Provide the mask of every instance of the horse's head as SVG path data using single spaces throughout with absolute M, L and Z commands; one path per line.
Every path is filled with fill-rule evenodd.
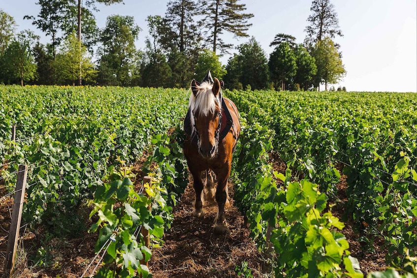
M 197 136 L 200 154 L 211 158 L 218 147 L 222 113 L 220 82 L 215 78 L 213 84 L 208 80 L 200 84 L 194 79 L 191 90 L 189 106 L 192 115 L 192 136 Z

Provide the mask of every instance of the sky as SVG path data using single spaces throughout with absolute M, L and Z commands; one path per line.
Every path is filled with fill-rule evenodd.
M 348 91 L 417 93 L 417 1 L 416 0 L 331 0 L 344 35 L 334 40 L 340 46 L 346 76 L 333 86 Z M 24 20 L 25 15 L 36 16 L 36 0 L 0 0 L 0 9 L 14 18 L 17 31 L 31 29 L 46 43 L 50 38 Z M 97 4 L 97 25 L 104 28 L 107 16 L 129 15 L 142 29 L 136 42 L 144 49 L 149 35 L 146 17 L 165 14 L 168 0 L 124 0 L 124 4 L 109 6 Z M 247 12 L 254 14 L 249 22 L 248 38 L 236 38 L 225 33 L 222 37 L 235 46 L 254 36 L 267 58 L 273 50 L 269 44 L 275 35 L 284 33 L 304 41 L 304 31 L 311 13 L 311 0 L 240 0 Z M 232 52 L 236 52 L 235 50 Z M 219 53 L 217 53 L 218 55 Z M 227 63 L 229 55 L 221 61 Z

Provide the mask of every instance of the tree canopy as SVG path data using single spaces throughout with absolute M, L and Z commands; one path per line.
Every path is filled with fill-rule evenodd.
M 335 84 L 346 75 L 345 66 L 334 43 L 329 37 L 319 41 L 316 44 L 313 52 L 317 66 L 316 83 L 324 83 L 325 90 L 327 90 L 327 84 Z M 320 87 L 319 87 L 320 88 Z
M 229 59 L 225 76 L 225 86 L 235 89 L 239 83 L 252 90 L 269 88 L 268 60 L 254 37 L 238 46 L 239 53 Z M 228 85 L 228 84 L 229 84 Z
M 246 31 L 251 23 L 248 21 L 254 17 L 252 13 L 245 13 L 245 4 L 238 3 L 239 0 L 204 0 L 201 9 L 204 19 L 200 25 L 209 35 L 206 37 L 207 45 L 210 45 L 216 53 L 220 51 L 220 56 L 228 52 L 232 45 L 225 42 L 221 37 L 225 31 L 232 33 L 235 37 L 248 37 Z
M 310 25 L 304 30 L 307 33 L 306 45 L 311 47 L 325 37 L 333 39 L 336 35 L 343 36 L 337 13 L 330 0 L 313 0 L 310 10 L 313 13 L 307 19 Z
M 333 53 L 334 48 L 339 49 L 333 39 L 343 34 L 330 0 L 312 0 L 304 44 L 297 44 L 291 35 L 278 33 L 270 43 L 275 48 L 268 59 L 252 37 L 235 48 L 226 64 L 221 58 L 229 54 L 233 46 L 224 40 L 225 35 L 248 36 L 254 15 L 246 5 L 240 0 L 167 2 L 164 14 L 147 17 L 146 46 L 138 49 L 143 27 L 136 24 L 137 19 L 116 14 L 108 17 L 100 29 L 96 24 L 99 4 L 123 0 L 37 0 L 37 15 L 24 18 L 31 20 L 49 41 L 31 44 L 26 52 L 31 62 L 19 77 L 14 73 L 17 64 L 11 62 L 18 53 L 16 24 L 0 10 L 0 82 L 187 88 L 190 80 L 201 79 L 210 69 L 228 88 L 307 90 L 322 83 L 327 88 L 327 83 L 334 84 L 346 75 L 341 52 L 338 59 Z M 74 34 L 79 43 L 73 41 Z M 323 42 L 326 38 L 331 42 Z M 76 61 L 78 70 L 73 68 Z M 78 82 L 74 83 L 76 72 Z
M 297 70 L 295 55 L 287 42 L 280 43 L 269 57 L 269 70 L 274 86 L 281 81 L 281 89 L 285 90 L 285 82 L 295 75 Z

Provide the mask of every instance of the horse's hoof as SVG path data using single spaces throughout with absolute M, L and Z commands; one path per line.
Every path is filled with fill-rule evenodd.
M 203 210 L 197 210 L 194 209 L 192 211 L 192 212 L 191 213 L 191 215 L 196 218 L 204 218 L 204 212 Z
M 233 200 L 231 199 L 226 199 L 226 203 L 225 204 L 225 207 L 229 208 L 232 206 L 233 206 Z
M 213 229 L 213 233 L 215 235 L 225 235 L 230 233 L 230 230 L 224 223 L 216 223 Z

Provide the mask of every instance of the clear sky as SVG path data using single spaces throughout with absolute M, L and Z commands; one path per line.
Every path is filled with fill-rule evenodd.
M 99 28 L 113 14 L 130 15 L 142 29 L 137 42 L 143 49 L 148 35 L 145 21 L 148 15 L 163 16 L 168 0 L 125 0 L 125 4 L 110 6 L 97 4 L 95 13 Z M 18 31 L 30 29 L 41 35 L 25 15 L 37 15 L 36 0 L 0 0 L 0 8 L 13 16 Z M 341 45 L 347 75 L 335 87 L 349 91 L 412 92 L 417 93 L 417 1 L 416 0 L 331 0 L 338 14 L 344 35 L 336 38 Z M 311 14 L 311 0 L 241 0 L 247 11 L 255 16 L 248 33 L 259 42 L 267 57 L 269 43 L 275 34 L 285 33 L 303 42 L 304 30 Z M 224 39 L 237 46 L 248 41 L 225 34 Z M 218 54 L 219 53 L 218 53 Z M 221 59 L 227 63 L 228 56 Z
================================
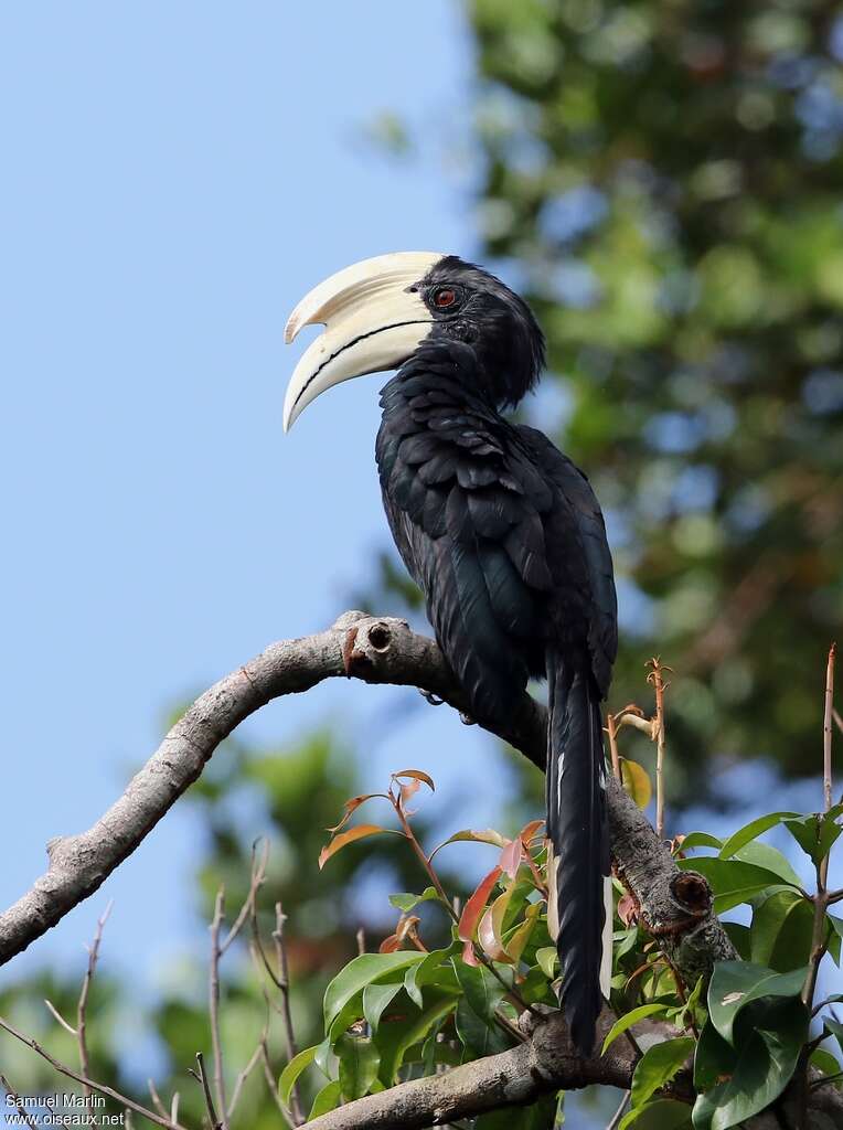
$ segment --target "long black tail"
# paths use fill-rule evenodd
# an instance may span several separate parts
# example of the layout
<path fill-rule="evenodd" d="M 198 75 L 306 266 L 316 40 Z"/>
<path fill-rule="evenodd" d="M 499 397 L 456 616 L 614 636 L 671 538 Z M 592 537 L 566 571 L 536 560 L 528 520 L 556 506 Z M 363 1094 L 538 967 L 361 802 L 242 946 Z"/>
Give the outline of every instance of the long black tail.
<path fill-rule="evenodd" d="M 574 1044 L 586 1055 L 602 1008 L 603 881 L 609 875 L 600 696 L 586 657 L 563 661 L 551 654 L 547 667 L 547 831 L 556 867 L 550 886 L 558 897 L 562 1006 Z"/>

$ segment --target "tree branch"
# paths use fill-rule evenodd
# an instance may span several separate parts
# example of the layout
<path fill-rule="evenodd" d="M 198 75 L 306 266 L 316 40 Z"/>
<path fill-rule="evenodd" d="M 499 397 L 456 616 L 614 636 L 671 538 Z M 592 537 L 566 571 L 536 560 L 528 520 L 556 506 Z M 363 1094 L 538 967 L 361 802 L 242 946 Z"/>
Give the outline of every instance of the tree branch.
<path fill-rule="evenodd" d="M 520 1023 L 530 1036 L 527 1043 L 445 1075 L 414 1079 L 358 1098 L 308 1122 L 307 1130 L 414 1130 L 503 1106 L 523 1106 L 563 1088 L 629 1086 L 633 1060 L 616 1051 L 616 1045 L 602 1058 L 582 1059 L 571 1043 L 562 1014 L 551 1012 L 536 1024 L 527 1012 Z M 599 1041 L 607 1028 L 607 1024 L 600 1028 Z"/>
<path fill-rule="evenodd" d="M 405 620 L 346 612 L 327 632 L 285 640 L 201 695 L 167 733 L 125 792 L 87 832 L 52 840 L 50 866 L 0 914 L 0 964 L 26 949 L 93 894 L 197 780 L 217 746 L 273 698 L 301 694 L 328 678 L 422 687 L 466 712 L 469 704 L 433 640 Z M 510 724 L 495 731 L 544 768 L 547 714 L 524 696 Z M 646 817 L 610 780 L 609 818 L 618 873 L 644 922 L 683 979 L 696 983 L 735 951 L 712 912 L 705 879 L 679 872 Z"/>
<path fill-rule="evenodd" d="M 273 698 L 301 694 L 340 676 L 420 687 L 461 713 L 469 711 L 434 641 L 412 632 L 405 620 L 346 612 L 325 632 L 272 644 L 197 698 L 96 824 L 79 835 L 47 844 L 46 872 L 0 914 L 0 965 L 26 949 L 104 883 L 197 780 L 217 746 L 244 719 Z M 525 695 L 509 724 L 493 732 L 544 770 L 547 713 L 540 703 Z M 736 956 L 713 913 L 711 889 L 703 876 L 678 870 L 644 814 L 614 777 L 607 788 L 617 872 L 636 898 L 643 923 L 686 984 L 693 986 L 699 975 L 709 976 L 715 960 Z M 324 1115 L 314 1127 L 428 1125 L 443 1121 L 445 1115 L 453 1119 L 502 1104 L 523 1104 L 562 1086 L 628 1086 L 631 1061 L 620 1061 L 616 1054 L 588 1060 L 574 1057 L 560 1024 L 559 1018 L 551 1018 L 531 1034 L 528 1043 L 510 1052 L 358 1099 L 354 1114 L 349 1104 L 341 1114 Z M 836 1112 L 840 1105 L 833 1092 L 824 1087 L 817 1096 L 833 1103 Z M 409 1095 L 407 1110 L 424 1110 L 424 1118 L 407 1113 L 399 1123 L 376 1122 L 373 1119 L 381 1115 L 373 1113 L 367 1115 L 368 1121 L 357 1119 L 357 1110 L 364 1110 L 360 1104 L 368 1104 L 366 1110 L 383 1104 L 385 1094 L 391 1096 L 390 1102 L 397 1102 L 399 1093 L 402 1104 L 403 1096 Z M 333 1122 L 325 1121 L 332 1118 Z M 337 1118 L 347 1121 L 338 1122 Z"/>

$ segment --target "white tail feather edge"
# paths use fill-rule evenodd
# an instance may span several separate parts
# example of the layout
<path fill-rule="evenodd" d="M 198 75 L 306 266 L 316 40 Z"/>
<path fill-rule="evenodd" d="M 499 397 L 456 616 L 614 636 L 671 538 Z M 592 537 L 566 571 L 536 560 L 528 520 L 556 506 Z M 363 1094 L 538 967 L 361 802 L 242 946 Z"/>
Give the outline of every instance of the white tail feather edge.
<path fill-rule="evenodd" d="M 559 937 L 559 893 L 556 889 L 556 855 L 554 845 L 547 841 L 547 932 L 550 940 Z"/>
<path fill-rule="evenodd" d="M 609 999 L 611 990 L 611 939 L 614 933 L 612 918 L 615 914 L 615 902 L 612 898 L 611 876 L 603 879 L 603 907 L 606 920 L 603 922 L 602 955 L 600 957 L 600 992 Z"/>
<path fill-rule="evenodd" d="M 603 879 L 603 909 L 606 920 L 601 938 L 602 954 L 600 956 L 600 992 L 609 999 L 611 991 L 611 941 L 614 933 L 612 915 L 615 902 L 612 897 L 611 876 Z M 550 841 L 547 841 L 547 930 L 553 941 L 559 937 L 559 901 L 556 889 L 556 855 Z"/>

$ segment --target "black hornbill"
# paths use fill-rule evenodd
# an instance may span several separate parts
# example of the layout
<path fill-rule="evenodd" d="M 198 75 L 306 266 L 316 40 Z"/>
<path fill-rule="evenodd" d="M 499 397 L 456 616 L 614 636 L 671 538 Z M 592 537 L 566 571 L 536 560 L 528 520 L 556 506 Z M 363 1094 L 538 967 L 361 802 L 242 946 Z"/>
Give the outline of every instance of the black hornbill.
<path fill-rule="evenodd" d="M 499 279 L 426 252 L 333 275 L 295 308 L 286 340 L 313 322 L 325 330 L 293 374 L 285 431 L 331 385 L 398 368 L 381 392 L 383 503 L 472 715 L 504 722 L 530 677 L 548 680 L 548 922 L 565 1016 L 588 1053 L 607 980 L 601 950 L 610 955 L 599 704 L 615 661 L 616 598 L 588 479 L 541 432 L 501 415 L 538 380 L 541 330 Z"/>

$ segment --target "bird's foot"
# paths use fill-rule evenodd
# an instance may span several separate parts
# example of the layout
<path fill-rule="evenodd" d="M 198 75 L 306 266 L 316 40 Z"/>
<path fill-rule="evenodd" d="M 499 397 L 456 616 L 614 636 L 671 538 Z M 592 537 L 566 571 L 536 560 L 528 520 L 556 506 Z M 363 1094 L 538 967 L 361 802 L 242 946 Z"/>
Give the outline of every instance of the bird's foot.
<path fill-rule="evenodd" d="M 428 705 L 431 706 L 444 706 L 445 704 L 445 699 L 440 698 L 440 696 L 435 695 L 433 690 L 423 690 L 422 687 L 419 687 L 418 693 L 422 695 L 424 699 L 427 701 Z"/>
================================
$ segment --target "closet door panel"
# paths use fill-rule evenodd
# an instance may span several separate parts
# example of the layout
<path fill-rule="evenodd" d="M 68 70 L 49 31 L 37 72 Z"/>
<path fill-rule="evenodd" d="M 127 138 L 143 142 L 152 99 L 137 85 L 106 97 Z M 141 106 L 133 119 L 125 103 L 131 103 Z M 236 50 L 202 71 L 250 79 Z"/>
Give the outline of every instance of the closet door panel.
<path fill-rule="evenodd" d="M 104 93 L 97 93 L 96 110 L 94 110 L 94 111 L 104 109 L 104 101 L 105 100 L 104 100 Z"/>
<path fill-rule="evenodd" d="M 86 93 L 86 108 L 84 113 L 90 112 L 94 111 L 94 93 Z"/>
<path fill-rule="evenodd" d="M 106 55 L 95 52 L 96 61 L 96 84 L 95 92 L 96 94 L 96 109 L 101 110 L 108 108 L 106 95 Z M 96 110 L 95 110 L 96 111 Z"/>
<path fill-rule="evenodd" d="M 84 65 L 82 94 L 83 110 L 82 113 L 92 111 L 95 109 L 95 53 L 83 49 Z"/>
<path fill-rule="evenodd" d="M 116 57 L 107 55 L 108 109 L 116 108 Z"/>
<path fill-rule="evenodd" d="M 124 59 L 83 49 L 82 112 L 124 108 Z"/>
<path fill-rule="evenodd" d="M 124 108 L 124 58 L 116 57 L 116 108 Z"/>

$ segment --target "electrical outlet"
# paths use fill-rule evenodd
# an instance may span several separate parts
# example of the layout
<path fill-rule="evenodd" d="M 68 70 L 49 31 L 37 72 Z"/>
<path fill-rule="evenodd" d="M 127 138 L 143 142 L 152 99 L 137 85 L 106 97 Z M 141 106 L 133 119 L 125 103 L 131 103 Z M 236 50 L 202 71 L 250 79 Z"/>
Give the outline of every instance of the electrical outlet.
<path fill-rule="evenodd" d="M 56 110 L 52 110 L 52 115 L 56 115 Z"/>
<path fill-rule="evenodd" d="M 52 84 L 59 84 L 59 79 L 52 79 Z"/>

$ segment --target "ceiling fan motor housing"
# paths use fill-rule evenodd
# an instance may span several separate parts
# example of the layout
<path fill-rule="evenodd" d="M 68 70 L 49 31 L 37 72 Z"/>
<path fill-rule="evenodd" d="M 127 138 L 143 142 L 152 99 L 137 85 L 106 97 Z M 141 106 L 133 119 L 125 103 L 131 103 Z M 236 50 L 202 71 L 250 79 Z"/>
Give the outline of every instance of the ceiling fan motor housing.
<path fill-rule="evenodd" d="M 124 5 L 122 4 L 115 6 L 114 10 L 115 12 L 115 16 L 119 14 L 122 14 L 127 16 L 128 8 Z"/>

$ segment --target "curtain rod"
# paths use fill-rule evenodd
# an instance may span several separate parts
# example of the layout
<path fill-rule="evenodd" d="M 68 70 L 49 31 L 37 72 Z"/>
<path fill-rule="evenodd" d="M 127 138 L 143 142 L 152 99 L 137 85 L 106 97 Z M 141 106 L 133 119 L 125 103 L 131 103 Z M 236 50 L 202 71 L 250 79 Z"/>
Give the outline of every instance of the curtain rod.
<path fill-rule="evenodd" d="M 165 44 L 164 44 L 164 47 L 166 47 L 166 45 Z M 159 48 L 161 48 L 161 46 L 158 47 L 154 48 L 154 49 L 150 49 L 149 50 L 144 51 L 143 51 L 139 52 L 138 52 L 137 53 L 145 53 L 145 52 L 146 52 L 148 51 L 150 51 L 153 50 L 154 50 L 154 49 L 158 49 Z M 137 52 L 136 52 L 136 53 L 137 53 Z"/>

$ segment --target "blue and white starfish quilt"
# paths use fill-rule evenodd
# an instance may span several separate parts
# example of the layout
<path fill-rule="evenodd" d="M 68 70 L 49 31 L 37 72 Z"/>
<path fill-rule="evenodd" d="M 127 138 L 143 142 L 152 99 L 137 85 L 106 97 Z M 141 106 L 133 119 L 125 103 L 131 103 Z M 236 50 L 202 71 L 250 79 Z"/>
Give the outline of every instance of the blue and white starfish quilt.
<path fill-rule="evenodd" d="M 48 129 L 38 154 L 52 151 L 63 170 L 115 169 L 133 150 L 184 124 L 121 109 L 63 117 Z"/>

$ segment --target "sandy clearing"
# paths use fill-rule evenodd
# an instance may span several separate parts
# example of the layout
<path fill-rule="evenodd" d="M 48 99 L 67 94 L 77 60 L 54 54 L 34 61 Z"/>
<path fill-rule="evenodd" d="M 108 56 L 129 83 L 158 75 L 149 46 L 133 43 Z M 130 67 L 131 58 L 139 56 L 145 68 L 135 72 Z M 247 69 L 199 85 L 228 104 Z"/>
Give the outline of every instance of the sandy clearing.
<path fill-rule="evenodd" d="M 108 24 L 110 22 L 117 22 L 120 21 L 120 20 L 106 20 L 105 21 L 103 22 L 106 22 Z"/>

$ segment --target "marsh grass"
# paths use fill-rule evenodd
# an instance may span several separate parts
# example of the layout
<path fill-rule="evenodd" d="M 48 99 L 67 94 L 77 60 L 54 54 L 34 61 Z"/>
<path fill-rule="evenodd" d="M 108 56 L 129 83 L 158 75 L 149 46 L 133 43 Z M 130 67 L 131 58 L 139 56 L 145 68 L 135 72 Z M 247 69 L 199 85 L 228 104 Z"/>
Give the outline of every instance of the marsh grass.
================================
[Direction]
Starting at the line that contains "Provide the mask of every instance of the horse's head" and ending with the line that contains "M 348 91 L 417", write those lines out again, substituting "cloud cover" for "sky" and changing nothing else. Leave the pictures out of your answer.

[Exercise answer]
Provide the mask of every instance of the horse's head as SVG path data using single spaces throughout with absolute M, L and Z commands; one path per line.
Every path is filled with fill-rule evenodd.
M 197 136 L 200 154 L 211 158 L 218 147 L 222 113 L 220 82 L 215 78 L 213 84 L 208 80 L 200 84 L 194 79 L 191 90 L 189 106 L 192 115 L 192 136 Z

Provide the mask of every instance of the cloud cover as SVG path data using single spaces throughout with absolute M, L and Z commands; one path per line.
Every path is filled with fill-rule evenodd.
M 348 91 L 417 93 L 417 1 L 416 0 L 331 0 L 344 35 L 334 40 L 340 46 L 346 76 L 333 86 Z M 24 20 L 25 15 L 36 16 L 36 0 L 0 0 L 0 9 L 14 18 L 17 31 L 31 29 L 46 43 L 50 38 Z M 97 4 L 97 25 L 104 28 L 107 16 L 129 15 L 142 29 L 136 42 L 144 49 L 149 35 L 146 17 L 165 14 L 168 0 L 124 0 L 124 4 L 109 6 Z M 247 12 L 254 14 L 249 22 L 248 38 L 236 38 L 225 33 L 222 37 L 235 46 L 254 36 L 267 58 L 273 50 L 269 44 L 275 35 L 284 33 L 304 41 L 304 31 L 311 13 L 311 0 L 240 0 Z M 232 52 L 236 52 L 235 50 Z M 219 53 L 217 53 L 218 55 Z M 227 63 L 229 55 L 221 61 Z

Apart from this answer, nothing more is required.